## Given instruction
Exactly reproduce the line containing "FIND white lattice fence" together with every line after it, through the end of the entries, and give nothing more.

## Records for this task

= = = =

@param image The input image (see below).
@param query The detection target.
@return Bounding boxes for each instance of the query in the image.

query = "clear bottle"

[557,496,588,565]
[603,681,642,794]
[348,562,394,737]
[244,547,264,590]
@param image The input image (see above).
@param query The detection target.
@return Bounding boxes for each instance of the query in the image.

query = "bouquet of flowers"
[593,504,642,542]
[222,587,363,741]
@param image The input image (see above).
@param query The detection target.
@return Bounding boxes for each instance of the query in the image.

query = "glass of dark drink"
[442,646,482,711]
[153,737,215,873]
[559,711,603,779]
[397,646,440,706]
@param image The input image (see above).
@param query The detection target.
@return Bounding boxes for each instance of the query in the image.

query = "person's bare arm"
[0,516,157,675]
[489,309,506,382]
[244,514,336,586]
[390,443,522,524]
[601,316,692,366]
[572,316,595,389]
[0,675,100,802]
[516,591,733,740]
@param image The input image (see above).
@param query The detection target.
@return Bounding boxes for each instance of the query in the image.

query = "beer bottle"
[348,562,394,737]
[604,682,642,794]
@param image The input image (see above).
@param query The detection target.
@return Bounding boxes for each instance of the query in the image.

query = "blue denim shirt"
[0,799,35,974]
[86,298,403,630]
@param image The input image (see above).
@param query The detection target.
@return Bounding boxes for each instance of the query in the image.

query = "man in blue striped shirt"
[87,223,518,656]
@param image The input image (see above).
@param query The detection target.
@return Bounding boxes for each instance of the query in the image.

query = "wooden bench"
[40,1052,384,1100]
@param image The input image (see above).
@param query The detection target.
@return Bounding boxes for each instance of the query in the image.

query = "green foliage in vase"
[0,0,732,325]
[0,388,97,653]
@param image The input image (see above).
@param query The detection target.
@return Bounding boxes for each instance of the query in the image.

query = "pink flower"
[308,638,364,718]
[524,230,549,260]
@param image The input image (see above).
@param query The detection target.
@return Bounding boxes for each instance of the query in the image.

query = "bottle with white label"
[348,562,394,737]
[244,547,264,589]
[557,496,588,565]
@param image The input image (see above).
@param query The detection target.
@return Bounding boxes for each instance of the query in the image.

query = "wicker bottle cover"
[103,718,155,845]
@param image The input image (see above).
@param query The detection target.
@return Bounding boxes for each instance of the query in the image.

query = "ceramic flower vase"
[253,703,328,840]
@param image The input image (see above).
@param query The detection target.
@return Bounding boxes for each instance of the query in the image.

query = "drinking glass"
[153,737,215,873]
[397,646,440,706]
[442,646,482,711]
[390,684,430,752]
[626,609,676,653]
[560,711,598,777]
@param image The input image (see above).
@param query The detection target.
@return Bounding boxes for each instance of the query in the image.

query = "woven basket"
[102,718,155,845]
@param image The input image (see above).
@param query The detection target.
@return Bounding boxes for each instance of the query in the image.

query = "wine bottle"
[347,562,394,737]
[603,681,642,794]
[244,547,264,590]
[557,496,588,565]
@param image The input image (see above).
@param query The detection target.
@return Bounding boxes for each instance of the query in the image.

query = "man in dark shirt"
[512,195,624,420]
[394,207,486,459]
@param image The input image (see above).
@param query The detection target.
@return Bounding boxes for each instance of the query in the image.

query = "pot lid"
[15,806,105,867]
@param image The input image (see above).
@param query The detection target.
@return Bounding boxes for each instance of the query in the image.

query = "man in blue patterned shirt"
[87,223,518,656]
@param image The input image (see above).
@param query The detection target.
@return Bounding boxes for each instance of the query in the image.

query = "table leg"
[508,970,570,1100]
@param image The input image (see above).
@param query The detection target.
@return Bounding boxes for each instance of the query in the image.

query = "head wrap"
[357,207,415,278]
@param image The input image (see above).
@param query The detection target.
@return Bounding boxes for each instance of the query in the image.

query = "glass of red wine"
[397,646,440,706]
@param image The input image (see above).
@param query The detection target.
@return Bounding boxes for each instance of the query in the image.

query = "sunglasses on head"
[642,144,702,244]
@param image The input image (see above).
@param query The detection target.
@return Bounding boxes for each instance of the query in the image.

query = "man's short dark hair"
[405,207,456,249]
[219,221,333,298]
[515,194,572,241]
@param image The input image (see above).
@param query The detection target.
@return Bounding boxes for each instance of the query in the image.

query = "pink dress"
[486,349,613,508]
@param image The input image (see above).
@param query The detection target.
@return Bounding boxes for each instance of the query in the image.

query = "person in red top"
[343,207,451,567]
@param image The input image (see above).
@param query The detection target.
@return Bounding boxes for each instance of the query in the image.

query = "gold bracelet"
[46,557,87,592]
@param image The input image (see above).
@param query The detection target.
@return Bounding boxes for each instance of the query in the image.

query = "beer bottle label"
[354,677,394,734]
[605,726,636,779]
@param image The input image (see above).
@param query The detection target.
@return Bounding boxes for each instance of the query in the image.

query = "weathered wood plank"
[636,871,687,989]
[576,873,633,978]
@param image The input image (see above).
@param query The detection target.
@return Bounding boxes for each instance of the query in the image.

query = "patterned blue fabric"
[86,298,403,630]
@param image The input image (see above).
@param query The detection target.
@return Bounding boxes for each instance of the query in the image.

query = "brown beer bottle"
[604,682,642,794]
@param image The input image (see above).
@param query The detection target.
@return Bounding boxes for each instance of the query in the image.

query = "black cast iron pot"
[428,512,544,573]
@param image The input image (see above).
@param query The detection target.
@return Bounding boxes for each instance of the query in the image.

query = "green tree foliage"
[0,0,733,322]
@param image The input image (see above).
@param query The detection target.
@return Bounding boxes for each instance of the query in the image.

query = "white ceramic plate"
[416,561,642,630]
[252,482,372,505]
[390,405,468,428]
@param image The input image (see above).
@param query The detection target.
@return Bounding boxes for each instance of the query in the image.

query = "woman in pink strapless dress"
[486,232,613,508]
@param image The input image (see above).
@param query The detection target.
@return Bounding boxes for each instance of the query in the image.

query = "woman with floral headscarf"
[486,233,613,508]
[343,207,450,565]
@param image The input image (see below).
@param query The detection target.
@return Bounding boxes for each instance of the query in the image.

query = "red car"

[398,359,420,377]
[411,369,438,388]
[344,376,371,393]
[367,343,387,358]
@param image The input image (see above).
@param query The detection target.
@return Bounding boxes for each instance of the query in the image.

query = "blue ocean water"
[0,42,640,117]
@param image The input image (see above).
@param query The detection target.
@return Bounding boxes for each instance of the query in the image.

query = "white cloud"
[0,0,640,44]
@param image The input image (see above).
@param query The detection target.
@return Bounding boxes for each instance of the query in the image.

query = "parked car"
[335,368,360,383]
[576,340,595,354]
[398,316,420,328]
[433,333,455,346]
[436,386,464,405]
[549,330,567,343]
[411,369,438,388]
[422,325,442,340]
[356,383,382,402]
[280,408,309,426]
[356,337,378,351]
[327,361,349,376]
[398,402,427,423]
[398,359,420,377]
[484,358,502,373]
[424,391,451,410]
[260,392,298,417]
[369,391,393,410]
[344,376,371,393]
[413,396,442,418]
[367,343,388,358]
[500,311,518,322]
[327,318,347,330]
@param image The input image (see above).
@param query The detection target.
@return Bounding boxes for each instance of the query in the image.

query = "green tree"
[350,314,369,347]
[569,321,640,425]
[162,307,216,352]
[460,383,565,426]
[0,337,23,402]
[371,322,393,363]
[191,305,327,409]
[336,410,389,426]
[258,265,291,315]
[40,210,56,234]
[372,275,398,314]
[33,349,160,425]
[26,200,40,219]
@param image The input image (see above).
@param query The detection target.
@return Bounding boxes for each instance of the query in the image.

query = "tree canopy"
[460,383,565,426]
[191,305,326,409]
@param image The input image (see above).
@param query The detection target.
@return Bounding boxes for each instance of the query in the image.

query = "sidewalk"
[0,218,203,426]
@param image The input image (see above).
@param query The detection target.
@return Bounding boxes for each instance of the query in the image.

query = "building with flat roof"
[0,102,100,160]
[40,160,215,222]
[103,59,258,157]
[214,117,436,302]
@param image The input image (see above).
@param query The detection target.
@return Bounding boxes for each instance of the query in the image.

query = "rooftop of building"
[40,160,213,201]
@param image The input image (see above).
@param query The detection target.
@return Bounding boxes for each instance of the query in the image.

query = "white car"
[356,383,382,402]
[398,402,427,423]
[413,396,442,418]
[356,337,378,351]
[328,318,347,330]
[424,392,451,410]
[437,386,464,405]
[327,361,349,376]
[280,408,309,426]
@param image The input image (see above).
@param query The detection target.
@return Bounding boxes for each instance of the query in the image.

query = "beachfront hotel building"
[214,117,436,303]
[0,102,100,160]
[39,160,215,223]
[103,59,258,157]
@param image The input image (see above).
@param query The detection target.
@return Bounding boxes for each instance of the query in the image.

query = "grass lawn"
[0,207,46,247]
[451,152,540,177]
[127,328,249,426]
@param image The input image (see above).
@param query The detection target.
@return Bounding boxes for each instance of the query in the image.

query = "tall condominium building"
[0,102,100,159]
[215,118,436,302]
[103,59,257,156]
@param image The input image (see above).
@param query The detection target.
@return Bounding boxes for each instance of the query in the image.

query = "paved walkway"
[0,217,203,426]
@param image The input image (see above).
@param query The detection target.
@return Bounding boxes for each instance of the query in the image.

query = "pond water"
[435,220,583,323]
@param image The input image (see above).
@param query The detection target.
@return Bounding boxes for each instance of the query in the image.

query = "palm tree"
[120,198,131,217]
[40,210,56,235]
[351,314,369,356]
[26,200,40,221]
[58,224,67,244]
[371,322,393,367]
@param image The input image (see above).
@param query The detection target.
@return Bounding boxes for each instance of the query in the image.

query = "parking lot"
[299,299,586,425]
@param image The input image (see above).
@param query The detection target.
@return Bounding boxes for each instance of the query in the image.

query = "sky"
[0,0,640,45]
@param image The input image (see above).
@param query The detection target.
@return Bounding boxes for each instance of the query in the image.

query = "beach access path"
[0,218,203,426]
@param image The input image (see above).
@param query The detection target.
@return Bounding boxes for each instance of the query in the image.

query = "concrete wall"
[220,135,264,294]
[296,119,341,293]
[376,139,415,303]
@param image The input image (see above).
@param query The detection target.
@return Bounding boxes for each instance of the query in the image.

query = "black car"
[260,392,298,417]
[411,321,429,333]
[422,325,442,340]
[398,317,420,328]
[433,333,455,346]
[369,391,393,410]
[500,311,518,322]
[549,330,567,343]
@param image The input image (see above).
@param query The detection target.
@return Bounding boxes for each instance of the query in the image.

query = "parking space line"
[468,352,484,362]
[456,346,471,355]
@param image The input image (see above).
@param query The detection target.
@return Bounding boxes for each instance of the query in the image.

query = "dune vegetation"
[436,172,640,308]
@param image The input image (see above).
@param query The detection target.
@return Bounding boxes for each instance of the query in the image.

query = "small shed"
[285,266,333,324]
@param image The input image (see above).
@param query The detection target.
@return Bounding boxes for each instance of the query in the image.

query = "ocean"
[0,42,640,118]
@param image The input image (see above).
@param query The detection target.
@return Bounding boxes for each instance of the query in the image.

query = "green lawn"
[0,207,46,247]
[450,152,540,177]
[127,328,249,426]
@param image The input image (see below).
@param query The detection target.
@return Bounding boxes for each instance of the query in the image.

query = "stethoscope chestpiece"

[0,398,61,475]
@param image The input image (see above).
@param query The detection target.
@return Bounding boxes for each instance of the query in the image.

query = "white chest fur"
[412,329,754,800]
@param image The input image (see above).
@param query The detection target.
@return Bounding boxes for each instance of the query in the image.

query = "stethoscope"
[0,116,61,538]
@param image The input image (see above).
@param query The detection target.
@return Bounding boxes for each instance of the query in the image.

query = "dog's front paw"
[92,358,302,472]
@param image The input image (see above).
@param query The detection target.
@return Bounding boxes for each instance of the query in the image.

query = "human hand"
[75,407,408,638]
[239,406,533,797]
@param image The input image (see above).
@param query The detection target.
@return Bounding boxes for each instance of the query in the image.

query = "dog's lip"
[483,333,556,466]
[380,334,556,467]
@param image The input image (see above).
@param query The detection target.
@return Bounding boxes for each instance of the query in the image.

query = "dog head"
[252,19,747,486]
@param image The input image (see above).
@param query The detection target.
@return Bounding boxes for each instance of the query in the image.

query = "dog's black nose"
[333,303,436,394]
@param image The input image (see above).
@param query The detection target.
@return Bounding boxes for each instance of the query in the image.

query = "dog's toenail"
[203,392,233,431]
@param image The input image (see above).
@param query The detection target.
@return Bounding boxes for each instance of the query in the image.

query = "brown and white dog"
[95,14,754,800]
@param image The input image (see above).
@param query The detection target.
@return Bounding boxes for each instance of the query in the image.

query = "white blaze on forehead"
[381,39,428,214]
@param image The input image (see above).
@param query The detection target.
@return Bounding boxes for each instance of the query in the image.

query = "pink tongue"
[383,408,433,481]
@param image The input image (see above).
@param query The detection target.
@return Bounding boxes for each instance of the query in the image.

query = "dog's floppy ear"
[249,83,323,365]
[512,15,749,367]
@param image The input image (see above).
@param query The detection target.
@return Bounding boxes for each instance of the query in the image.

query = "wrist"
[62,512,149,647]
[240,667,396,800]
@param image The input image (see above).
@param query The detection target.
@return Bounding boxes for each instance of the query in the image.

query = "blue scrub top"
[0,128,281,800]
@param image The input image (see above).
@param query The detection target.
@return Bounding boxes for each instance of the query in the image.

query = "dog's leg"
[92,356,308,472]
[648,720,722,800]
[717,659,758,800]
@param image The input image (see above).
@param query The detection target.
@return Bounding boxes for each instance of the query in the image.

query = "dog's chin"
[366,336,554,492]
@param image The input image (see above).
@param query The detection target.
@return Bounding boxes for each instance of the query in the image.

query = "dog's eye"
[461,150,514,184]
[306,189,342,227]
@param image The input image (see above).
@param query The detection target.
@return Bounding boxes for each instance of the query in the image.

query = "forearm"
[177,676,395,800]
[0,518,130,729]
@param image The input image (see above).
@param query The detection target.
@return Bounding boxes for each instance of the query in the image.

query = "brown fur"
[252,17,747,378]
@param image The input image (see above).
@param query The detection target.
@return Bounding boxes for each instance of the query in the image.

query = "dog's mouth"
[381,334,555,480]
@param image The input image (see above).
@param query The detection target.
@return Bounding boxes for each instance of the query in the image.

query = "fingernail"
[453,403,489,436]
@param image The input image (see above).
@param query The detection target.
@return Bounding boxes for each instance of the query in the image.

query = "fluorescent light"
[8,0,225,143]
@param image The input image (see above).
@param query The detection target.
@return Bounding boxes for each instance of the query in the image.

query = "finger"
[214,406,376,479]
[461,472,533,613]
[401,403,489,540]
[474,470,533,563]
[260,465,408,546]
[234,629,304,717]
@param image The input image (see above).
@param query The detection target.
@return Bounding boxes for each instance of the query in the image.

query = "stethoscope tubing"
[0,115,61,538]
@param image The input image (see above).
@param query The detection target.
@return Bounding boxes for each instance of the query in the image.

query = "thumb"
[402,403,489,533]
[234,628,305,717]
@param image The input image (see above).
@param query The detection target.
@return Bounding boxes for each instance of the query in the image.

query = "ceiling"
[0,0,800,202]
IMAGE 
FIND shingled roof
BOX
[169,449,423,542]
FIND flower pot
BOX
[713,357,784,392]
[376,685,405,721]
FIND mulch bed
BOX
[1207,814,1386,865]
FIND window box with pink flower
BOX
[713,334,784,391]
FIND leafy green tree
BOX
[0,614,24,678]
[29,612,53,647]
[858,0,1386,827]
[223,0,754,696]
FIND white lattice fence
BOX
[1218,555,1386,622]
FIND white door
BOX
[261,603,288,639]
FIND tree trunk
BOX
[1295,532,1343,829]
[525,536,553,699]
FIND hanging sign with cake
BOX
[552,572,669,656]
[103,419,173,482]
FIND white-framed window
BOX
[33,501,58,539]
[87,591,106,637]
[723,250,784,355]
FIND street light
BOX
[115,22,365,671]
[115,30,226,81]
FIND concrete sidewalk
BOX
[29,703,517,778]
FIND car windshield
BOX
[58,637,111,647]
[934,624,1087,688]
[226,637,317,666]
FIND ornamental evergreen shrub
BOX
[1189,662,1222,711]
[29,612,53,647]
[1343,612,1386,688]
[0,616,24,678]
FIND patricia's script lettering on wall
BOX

= = = =

## Answer to the problem
FIND white lattice fence
BOX
[1218,555,1386,622]
FIND white door
BOX
[261,603,288,639]
FIND tree trunk
BOX
[1295,532,1343,829]
[525,536,553,699]
FIND hanging sign with cake
BOX
[552,572,669,656]
[103,419,173,482]
FIND white-framed window
BOX
[33,501,58,539]
[87,591,106,637]
[723,250,784,355]
FIND street light
BOX
[115,22,365,671]
[115,30,226,81]
FIND concrete sidewalk
BOX
[29,703,517,778]
FIND car windshield
BOX
[58,637,111,647]
[934,624,1087,688]
[226,637,317,666]
FIND ornamental evergreen shrub
BOX
[1189,662,1222,711]
[29,612,53,647]
[1343,612,1386,688]
[0,616,24,678]
FIND patricia's script lettering on wall
BOX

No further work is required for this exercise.